● **Text**:
In fact, the entire cast seems to be having a blast—save for poor Katie Holmes, saddled with playing Jimmy humorless ex-wife Bobbie Jo. But then Bobbie Jo doesn’t have a lot to do, whereas most of the rest of the cast gets to enjoy taking part in the Rube Goldbergian plot machinations as Jimmy, a one-time West Virginia coal miner and frustrated at not being able to provide for his young beauty pageant-crazy daughter Sadie (Farah Mackenzie), hits on the idea of robbing the racetrack. His one-armed war vet brother, bartender Clyde (Adam Driver), is dubious—the Logans are noted for their terrible luck. But his ebullient hairdresser sister Melly (Riley Keough) is all for it. And once Jimmy agrees to bring Joe Bang’s idiot brothers Fish (Jack Quaid) and Sam (Brian Gleeson) into the operation, Joe’s down with it, too.
Logan Lucky seems to have been inspired by Stanley Kubrick’s classic 1956 noir The Killing, in which Sterling Hayden’s Johnny Clay similarly plans a racetrack robbery, but the similarities end there. For one thing, there is not even a hint of noir in the script credited to Rebecca Blunt—apparently a pseudonym for perhaps Soderbergh himself or his wife Jules Asner or maybe someone else entirely. The tone is light and breezy. For another, the details of the heist are far more complicated with a lot of moving parts and ancillary characters, such as Dwight Yoakam’s prison warden, who have no idea that they are playing a part in Jimmy’s grandiose scheme.
It is all a blast to watch. At the same time, for all the complex mechanics of the plot, the characters are not forgotten. Jimmy, in particular, is sharply etched, introduced describing to Sadie how the John Denver song “Take Me Home, Country Roads” came to be written. The song is his mantra, the daughter keeps him tethered. He has no prospects in his home state, but he can’t leave. His motivation in turning to a life of crime couldn’t be clearer. Tatum, looking a good deal heavier and far less fit than he did in his previous Soderbergh collaborations as Magic Mike, is pitch perfect as a good ol’ boy with a brain and an eye for the main chance. And he is surrounded by one heck of an ensemble. Every single one of the actors, even those in the tiniest of roles, delivers a knockout performance.
Really, Connie, You’ve Never Heard of Dye Packs?
After attaining superstardom as the dreamy vampire Edward in the Twilight movie, Robert Pattinson continues to reinvent himself as a character actor. To such films as David Cronenberg’s Cosmopolis where he played a psychopathic, master-of-the-universe businessman and James Gray’s The Lost City of Z, in which he played a 20th-century explorer, he adds Good Time’s fast-talking, thickheaded Connie Nikas. This is Jimmy Logan’s opposite, a guy who doesn’t think things throughs. Otherwise, he wouldn’t have insisted that his mentally disabled brother Nick (Benny Safdie) accompany him to something as high risk as a bank robbery. Oh, and he would’ve done a little bit of research into banks and their theft deterrence methods. Really, Connie, you’ve never heard of dye packs?

● **Short problem 1**: In the film review, which song does Jimmy explain the origin of to Sadie?
● **Short problem 2**: Write the next part of the film review, picking up right after its final sentence.

Pointing dataset records:
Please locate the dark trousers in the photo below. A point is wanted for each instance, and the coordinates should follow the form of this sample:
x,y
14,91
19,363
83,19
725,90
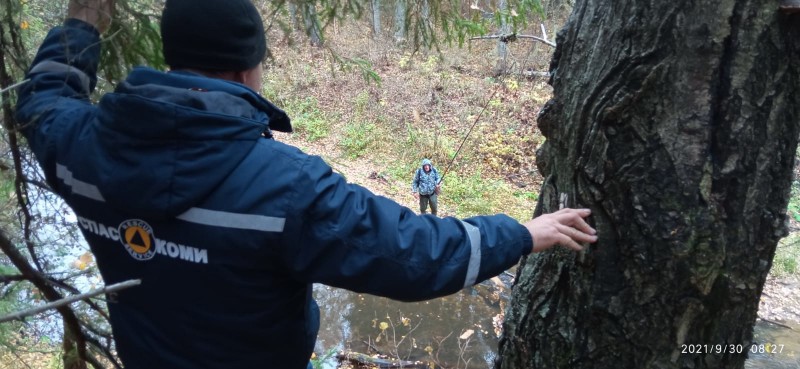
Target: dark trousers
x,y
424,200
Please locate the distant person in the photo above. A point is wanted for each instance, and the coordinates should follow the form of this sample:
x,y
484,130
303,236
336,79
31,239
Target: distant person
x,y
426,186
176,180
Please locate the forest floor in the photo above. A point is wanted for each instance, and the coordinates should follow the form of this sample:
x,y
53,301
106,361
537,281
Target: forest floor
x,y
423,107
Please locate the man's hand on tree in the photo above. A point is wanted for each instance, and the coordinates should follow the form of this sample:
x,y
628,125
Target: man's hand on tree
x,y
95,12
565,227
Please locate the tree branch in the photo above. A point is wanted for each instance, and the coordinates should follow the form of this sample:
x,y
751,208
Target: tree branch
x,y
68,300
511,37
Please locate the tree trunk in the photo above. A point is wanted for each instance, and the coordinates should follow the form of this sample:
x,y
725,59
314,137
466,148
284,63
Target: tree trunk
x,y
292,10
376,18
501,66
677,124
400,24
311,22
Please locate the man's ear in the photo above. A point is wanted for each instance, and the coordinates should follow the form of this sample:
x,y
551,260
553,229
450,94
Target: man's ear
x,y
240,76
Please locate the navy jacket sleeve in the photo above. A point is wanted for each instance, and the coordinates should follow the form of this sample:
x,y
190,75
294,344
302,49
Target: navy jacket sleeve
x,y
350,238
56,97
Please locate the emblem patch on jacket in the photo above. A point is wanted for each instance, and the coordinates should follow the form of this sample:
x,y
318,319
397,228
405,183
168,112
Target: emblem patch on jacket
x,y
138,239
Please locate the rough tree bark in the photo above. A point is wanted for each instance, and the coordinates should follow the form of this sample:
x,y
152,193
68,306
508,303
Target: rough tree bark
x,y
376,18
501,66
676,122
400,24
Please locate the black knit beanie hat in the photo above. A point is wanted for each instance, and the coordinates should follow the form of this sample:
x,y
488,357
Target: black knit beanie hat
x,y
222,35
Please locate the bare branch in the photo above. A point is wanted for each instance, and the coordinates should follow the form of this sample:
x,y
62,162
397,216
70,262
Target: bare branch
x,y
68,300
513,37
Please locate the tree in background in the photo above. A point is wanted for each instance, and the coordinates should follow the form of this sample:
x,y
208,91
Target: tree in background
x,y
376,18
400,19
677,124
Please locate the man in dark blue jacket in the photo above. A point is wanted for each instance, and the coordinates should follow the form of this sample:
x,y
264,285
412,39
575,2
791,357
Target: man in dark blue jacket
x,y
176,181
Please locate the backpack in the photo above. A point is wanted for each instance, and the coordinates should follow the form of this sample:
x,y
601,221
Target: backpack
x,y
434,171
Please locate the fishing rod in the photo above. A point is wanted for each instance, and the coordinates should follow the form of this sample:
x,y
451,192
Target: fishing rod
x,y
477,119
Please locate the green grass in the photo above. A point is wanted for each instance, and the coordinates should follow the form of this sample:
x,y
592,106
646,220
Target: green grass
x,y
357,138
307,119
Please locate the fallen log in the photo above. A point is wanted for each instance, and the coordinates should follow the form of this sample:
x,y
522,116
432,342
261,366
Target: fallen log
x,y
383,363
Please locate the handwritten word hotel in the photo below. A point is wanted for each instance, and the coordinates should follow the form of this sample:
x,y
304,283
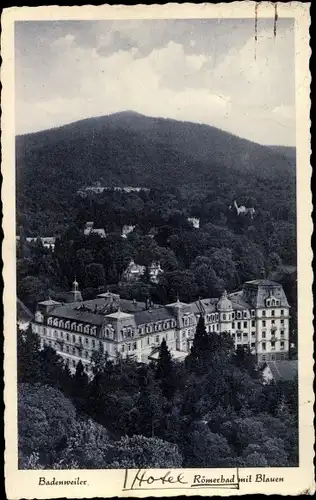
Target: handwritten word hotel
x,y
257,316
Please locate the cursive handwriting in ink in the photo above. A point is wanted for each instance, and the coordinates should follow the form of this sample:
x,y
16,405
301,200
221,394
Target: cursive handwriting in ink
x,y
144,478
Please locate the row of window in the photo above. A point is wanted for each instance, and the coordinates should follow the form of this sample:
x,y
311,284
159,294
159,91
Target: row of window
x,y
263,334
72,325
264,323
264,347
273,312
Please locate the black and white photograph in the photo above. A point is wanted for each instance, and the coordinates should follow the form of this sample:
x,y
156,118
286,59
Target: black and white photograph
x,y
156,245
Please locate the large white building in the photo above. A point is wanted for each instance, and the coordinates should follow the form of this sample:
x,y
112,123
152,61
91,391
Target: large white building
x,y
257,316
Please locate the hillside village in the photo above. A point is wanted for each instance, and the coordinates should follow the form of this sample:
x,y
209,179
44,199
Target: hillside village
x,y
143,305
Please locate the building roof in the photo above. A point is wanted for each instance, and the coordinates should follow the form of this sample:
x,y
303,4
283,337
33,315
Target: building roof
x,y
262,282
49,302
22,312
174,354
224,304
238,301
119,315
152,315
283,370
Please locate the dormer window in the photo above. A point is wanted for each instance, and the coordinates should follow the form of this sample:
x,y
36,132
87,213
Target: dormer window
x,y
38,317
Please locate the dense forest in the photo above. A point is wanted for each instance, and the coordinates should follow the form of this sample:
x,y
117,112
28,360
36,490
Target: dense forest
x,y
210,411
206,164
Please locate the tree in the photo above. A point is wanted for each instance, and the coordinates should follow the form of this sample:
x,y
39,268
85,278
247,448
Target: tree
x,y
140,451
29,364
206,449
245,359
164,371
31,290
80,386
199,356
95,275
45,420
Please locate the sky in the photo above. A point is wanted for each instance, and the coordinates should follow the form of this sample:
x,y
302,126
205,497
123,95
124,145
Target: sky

● **Reply 1**: The John Denver song “Take Me Home, Country Roads.”

● **Reply 2**:
The robbery portion of Good Time only takes a few minutes of screen time. Heavily disguised, the siblings might’ve stood the chance of getting away the robbery if only Connie had done a little bit of due diligence and considered contingencies. Poor Nick is the one who gets pinched, leaving Connie to figure out some way to get his brother out of the joint. He doesn’t have enough money for bail. But he does have an inflated ego, a mistaken belief in his own competence, and a half-baked plan to spring his sibling that eventually involves him with a naïve teenager (Taliah Webster) and Ray (Buddy Duress, who made his acting debut in the Safdie brothers’ 2015 junkie drama Heaven Knows What), a parolee who introduces Connie to a cache of liquid LSD they can sell. As with the bank robbery, the question looms, “What could possibly go wrong?” That is followed by the same answer, “Connie.”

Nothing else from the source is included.